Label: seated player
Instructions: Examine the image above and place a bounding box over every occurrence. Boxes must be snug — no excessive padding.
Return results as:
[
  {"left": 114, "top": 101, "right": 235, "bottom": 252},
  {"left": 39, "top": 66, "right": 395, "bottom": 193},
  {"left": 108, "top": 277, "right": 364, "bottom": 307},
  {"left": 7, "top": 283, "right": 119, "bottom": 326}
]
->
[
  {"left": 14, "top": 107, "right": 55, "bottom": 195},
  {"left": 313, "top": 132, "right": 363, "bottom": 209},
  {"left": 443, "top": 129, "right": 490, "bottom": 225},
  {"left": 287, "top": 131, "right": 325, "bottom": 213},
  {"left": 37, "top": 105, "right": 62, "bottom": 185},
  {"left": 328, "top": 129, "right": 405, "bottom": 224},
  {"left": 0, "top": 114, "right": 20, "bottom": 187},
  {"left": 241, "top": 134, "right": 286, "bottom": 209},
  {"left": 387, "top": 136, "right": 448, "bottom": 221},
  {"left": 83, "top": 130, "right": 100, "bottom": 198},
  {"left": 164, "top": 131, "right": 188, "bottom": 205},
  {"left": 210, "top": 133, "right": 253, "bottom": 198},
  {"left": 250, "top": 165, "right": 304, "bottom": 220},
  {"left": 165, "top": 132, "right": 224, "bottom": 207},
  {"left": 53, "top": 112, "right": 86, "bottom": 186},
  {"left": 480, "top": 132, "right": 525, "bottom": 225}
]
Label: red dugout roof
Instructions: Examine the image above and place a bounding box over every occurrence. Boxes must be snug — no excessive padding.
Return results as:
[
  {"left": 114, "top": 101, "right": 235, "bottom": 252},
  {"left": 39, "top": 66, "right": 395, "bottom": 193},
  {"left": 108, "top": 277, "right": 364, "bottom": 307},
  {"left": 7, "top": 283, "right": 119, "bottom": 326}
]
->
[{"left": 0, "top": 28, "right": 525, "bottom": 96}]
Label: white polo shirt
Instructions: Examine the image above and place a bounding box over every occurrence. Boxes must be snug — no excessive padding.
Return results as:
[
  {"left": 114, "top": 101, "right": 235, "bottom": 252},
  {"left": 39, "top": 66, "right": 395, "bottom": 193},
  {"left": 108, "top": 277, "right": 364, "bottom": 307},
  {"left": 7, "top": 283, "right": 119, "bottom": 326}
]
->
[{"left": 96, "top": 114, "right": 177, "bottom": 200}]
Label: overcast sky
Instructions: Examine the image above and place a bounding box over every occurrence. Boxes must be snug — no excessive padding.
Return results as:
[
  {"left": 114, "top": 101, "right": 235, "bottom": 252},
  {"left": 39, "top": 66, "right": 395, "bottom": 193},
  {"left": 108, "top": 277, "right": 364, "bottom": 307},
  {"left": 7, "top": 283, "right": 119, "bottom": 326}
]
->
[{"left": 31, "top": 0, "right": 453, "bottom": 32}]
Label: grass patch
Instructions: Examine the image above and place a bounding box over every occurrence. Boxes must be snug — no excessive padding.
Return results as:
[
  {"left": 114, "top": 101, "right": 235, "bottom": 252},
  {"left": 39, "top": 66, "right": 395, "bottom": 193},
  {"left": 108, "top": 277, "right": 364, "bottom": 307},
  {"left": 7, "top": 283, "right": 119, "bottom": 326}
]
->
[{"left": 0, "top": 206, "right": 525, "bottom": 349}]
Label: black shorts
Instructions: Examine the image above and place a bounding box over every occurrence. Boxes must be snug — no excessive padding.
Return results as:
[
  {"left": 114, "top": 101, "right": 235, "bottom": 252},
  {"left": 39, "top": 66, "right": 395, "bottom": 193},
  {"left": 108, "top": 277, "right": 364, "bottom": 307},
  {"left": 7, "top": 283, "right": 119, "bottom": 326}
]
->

************

- Work required
Copy out all of the material above word for word, from its first line through its last.

- Exercise output
Label: seated player
Instructions: Examine the image above and place a bounding box over every occurrence. Boxes must be snug — no excessive padding.
Return results as:
[
  {"left": 114, "top": 101, "right": 235, "bottom": 252},
  {"left": 39, "top": 66, "right": 395, "bottom": 193},
  {"left": 108, "top": 277, "right": 364, "bottom": 307},
  {"left": 7, "top": 283, "right": 119, "bottom": 326}
]
->
[
  {"left": 14, "top": 107, "right": 55, "bottom": 195},
  {"left": 313, "top": 132, "right": 363, "bottom": 209},
  {"left": 443, "top": 129, "right": 490, "bottom": 225},
  {"left": 287, "top": 131, "right": 325, "bottom": 213},
  {"left": 37, "top": 105, "right": 62, "bottom": 185},
  {"left": 328, "top": 129, "right": 405, "bottom": 224},
  {"left": 0, "top": 114, "right": 20, "bottom": 187},
  {"left": 241, "top": 134, "right": 286, "bottom": 209},
  {"left": 387, "top": 136, "right": 448, "bottom": 221},
  {"left": 83, "top": 130, "right": 100, "bottom": 198},
  {"left": 164, "top": 131, "right": 188, "bottom": 205},
  {"left": 210, "top": 133, "right": 253, "bottom": 198},
  {"left": 250, "top": 165, "right": 304, "bottom": 220},
  {"left": 165, "top": 132, "right": 224, "bottom": 207},
  {"left": 53, "top": 112, "right": 86, "bottom": 186},
  {"left": 480, "top": 132, "right": 525, "bottom": 225}
]
Label: red dugout roof
Instructions: Examine the image above and place a bounding box over every occurrence. Boxes must be snug — no excessive padding.
Return results as:
[
  {"left": 114, "top": 101, "right": 235, "bottom": 252},
  {"left": 39, "top": 66, "right": 395, "bottom": 193},
  {"left": 108, "top": 277, "right": 364, "bottom": 307},
  {"left": 7, "top": 283, "right": 119, "bottom": 326}
]
->
[{"left": 0, "top": 28, "right": 525, "bottom": 96}]
Label: white polo shirt
Instructions: Examine the image above and place a bounding box over every occurrence. Boxes must be snug — no excessive padding.
Return results as:
[
  {"left": 114, "top": 101, "right": 235, "bottom": 252},
  {"left": 39, "top": 66, "right": 395, "bottom": 193},
  {"left": 108, "top": 277, "right": 364, "bottom": 307},
  {"left": 7, "top": 283, "right": 119, "bottom": 326}
]
->
[{"left": 96, "top": 114, "right": 177, "bottom": 200}]
Label: overcast sky
Instructions: Examine the image above and place a bounding box over every occurrence. Boxes must be snug — no excessive padding.
Return results as:
[
  {"left": 114, "top": 101, "right": 235, "bottom": 252},
  {"left": 39, "top": 66, "right": 395, "bottom": 193},
  {"left": 108, "top": 277, "right": 364, "bottom": 307},
  {"left": 7, "top": 283, "right": 119, "bottom": 326}
]
->
[{"left": 31, "top": 0, "right": 453, "bottom": 32}]
Label: grass patch
Instructions: Examine the image above and place a bounding box over every occurrence. Boxes must be snug — no excessive padding.
Return results as:
[
  {"left": 114, "top": 101, "right": 235, "bottom": 252},
  {"left": 39, "top": 66, "right": 395, "bottom": 193},
  {"left": 108, "top": 277, "right": 364, "bottom": 307},
  {"left": 7, "top": 283, "right": 119, "bottom": 326}
]
->
[{"left": 0, "top": 206, "right": 525, "bottom": 349}]
Label: black shorts
Instructions: Examine the image above and place a bounding box over every occurrence. Boxes must be snug — no excessive padding.
Return results as:
[
  {"left": 114, "top": 101, "right": 235, "bottom": 252},
  {"left": 39, "top": 66, "right": 395, "bottom": 193},
  {"left": 108, "top": 277, "right": 364, "bottom": 307},
  {"left": 7, "top": 283, "right": 119, "bottom": 326}
]
->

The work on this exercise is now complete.